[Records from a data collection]

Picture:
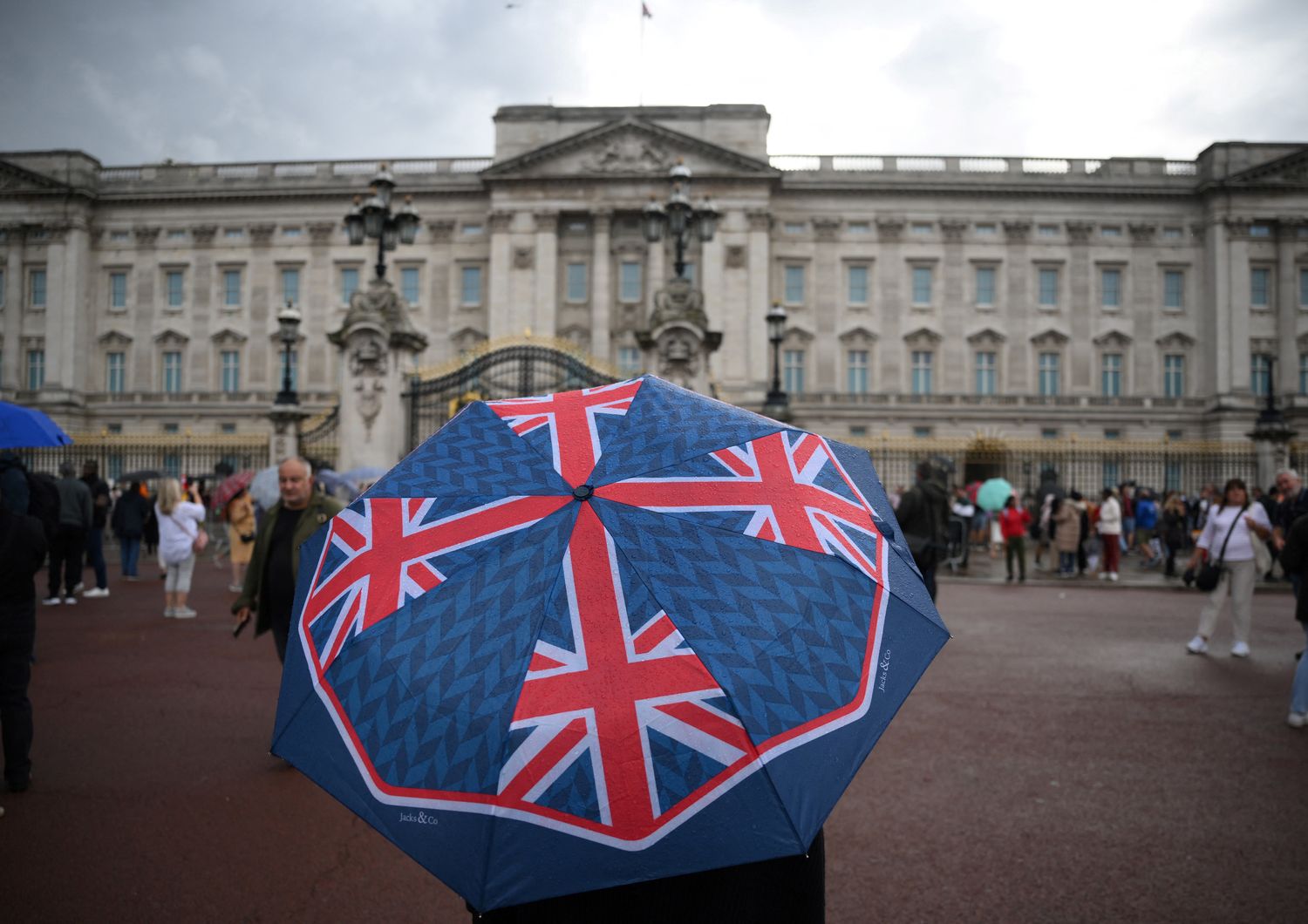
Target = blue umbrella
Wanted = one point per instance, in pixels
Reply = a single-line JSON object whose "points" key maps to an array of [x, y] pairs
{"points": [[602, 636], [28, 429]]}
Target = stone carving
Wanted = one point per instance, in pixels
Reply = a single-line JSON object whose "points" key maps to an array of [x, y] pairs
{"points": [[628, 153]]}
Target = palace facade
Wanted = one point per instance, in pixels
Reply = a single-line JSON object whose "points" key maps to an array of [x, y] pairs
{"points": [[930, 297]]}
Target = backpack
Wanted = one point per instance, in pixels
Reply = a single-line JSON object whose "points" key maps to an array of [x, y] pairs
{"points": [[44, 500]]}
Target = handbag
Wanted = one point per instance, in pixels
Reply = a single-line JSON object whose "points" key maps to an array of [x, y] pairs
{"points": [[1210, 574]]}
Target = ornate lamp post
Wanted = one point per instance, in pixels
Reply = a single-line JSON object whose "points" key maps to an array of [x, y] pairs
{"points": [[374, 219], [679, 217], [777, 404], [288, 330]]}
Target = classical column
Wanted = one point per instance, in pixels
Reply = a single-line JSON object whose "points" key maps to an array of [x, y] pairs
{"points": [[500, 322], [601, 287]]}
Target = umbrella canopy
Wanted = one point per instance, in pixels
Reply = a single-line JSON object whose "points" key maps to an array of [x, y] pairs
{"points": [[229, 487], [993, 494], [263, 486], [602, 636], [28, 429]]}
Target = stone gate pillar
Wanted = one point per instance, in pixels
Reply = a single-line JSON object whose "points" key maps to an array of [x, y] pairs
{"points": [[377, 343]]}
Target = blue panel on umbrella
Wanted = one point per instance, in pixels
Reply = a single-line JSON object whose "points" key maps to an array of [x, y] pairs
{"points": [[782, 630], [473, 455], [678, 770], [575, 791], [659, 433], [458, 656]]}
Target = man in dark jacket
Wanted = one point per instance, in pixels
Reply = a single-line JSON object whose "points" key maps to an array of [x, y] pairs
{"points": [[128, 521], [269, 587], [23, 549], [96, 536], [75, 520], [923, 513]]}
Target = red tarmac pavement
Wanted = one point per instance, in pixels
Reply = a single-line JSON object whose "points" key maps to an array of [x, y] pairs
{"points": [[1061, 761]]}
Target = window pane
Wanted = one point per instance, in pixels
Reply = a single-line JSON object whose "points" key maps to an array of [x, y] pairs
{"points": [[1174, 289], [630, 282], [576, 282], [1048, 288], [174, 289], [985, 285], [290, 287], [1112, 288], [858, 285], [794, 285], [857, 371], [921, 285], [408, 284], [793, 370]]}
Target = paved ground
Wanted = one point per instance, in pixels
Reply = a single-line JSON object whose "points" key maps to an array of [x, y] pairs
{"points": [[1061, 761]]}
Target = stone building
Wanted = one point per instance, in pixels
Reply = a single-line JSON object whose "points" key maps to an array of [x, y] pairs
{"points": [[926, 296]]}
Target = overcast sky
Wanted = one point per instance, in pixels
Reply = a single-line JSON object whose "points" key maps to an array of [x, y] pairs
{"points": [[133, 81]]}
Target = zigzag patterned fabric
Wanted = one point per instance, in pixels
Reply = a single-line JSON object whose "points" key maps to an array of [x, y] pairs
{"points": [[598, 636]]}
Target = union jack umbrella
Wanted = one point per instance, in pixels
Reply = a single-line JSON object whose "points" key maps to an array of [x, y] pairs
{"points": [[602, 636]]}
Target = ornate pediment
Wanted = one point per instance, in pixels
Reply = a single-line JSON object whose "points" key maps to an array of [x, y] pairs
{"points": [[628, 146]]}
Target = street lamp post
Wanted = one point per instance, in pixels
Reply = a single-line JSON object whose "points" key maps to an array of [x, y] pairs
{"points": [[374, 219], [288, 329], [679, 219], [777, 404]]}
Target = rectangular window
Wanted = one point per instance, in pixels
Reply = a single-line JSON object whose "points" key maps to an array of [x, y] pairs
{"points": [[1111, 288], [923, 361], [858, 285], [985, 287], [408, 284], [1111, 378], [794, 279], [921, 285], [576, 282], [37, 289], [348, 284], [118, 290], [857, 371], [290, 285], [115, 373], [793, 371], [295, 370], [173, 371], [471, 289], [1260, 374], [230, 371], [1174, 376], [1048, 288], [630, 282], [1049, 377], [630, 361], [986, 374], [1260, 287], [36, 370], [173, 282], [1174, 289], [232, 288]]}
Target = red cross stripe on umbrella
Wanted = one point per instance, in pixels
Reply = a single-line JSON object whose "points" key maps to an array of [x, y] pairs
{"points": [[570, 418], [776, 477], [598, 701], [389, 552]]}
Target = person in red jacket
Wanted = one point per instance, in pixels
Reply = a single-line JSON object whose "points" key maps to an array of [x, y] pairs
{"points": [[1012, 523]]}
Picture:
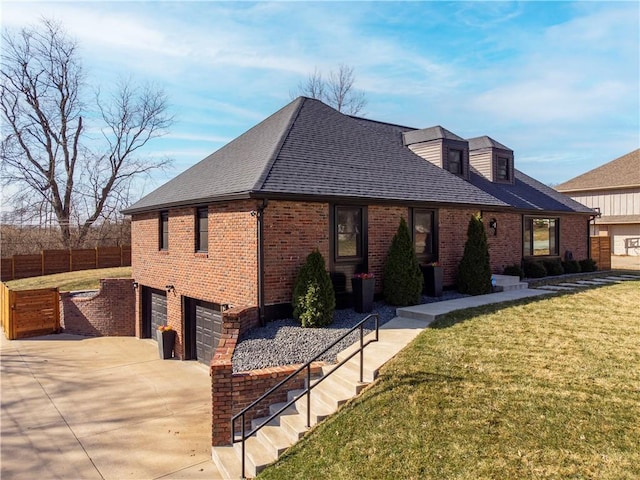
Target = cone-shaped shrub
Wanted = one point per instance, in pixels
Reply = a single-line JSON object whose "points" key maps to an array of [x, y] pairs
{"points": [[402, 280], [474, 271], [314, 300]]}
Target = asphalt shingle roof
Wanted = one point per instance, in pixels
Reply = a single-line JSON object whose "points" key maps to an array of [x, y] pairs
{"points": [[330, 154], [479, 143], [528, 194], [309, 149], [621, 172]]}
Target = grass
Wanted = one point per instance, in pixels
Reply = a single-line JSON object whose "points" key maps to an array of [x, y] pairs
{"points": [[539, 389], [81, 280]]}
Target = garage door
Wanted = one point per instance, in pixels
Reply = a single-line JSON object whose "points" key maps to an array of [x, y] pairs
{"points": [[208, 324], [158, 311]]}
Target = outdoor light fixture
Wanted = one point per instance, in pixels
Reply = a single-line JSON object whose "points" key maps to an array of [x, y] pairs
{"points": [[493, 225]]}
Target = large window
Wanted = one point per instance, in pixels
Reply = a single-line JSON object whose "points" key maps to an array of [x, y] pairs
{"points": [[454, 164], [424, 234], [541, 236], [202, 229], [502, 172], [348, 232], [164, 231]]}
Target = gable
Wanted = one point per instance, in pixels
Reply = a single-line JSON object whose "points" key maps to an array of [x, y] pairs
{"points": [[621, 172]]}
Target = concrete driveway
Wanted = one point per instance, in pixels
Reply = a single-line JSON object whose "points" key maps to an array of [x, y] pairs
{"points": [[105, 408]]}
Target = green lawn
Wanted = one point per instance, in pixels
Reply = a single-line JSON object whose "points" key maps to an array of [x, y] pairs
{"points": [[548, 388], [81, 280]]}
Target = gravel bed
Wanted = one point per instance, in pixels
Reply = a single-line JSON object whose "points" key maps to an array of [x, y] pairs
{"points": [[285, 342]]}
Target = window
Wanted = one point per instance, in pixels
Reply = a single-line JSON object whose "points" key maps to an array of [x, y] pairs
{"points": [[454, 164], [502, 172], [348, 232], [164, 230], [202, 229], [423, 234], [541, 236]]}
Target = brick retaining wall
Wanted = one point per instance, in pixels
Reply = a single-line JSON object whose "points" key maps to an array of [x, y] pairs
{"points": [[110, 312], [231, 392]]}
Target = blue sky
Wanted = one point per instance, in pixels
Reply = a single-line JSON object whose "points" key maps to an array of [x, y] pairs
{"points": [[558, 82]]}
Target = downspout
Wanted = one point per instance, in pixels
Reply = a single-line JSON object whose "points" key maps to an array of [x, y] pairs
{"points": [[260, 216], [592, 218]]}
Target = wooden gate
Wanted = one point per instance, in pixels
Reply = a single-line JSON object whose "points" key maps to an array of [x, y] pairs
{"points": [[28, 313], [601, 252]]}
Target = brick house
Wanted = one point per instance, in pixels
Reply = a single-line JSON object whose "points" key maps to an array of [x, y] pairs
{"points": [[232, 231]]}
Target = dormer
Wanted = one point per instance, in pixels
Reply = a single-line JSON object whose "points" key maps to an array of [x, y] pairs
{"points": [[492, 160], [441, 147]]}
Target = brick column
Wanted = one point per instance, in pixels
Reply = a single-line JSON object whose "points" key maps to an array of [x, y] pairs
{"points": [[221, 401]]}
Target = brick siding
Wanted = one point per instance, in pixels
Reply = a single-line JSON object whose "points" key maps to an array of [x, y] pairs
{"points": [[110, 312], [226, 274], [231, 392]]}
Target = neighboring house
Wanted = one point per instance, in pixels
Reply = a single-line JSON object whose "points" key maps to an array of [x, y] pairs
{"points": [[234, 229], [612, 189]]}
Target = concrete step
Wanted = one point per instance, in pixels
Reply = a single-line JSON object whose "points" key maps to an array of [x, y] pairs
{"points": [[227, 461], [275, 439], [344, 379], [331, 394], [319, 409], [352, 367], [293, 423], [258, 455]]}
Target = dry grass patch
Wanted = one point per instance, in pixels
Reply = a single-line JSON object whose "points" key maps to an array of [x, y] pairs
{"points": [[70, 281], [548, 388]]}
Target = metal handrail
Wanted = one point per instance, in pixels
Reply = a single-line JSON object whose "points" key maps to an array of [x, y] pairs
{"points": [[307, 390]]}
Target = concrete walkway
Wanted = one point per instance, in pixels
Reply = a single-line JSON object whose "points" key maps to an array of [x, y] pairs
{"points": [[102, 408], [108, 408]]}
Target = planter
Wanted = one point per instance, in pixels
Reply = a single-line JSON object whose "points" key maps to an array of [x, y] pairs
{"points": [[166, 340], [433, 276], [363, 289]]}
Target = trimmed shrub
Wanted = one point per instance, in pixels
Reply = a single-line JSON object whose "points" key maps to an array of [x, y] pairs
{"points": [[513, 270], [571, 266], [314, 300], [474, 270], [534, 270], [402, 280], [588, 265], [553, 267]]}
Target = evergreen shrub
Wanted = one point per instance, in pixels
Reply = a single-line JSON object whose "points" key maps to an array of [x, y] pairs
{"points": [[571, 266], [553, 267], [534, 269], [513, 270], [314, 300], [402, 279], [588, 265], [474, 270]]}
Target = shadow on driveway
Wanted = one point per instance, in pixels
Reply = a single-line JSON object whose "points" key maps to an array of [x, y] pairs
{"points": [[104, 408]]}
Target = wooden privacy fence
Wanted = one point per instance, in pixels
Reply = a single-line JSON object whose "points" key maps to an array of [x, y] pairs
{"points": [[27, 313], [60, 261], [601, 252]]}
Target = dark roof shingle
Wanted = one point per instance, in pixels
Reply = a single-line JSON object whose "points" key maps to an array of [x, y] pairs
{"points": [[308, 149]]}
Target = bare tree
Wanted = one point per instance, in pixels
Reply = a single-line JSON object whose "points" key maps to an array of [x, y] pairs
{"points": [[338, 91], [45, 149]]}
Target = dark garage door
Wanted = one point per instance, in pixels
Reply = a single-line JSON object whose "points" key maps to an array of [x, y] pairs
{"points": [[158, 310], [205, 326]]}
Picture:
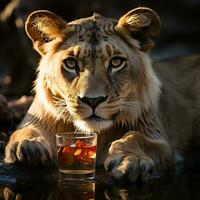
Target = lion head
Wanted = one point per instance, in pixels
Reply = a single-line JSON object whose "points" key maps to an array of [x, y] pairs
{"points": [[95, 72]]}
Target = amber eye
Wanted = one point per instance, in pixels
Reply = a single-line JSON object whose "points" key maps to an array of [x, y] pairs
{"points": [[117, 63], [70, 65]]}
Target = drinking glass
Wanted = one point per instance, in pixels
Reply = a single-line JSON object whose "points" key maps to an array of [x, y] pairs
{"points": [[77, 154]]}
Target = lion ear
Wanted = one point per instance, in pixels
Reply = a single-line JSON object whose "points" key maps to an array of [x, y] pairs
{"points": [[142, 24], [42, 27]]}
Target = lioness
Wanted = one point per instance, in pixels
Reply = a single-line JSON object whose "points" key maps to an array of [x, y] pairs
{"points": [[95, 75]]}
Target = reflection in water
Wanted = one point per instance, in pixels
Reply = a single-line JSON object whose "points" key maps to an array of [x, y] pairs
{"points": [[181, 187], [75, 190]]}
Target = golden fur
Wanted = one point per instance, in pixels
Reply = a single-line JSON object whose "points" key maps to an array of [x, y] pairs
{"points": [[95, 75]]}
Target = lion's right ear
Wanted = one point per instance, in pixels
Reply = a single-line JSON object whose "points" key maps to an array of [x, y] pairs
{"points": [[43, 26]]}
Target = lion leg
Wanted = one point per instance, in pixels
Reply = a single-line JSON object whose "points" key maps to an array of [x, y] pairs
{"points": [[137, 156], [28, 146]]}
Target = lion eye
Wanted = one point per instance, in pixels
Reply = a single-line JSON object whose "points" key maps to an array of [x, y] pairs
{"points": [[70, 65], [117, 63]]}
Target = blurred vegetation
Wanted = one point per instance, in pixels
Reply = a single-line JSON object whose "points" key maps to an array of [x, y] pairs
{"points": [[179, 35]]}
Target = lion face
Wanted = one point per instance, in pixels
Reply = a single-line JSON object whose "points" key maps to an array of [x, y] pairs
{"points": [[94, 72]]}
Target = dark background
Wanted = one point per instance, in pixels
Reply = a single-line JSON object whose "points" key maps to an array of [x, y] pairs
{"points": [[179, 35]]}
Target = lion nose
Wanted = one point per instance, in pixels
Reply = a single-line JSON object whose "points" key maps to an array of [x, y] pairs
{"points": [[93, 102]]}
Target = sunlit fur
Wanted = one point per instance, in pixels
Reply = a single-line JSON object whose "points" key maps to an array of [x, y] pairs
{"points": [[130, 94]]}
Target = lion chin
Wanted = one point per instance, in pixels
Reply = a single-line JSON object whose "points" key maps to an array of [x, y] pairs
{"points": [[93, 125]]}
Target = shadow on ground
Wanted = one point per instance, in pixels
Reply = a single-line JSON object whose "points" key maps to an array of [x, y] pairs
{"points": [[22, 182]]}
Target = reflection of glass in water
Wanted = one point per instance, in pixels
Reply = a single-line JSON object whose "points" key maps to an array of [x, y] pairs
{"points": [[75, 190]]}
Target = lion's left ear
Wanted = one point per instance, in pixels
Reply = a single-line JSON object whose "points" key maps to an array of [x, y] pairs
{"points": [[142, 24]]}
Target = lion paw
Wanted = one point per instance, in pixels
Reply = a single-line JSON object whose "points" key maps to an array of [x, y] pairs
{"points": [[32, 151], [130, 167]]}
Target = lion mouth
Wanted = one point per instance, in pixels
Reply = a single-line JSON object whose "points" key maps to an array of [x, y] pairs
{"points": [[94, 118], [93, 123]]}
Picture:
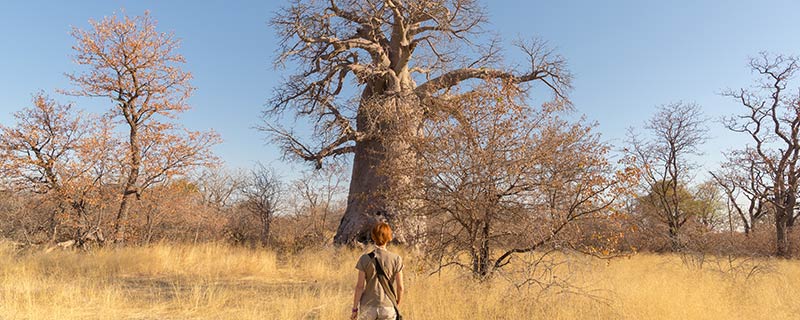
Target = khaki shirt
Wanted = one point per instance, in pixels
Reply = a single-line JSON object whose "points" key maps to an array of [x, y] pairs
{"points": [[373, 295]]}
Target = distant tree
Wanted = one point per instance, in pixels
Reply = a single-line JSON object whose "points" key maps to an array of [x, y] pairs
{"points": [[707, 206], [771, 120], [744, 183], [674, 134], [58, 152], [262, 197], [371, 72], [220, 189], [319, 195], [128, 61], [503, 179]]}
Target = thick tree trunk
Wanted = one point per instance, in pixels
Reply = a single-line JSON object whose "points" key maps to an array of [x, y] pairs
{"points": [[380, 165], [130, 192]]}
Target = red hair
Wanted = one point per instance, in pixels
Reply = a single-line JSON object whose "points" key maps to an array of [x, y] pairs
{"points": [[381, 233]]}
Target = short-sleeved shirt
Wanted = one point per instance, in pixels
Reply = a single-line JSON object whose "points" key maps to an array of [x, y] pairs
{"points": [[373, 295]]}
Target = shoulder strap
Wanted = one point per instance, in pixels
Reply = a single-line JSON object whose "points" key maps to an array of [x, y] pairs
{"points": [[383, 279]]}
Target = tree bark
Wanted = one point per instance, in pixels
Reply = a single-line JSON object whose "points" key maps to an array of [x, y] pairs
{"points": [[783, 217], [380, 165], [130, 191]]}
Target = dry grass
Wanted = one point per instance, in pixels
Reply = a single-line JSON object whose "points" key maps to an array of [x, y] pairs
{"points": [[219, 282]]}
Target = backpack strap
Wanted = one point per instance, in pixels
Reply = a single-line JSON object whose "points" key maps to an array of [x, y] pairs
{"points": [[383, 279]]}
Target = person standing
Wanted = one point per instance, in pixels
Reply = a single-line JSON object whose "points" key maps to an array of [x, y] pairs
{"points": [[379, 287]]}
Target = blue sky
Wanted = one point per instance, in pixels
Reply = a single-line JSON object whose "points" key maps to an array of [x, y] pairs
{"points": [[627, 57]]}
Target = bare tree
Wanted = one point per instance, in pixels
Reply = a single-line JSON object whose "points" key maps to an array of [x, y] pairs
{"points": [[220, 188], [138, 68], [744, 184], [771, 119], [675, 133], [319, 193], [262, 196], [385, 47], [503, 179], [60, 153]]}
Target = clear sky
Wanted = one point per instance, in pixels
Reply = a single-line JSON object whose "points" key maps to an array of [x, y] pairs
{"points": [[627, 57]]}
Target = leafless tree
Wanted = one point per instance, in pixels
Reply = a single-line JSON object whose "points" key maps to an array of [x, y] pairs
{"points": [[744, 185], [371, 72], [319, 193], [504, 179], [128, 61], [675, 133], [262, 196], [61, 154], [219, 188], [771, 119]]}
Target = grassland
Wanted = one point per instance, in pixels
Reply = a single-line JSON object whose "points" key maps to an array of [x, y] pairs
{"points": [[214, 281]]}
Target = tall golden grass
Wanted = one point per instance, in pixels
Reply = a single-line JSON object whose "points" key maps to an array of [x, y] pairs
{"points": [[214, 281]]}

## TASK BRIEF
Extract, word for word, each line from the top of the data down to and including the line with "Target = umbrella canopy"; skip the pictures.

## EXERCISE RESPONSE
Picture:
Target = blue umbrella
Wanted = one point per instance, in pixels
Reply = a single-line JSON object whose "points" key maps to an array of [x, y] pairs
{"points": [[602, 636], [28, 429]]}
Target = stone carving
Wanted = one point per instance, in pixels
Reply = a single-line JSON object whose "points" key maps to an array of [x, y] pairs
{"points": [[628, 153]]}
Target = palace facade
Wanted = one point per instance, in pixels
Reply = a single-line JSON object whose "points" key maps to an array of [x, y] pairs
{"points": [[930, 297]]}
Target = backpack
Wanted = one point per instance, in pixels
Reply = a single-line JSON object whose "points" key maps to an array of [x, y] pairs
{"points": [[44, 500]]}
Target = handbag
Wanted = one point per instance, in pixels
Reply = a single-line JSON object whose "points" key maps to an array of [x, y] pairs
{"points": [[1210, 574]]}
Target = ornate lamp post
Wanted = one point per instance, in pixels
Reply = a single-line JSON object whose "points" key maps to an array of [x, y] pairs
{"points": [[374, 219], [679, 217], [777, 404], [288, 330]]}
Target = classical column
Wanted = one point per instance, in pixels
Reply = a single-line JSON object whose "points" key maps to an array of [x, y] pairs
{"points": [[500, 322], [601, 287]]}
Target = umbrella canopy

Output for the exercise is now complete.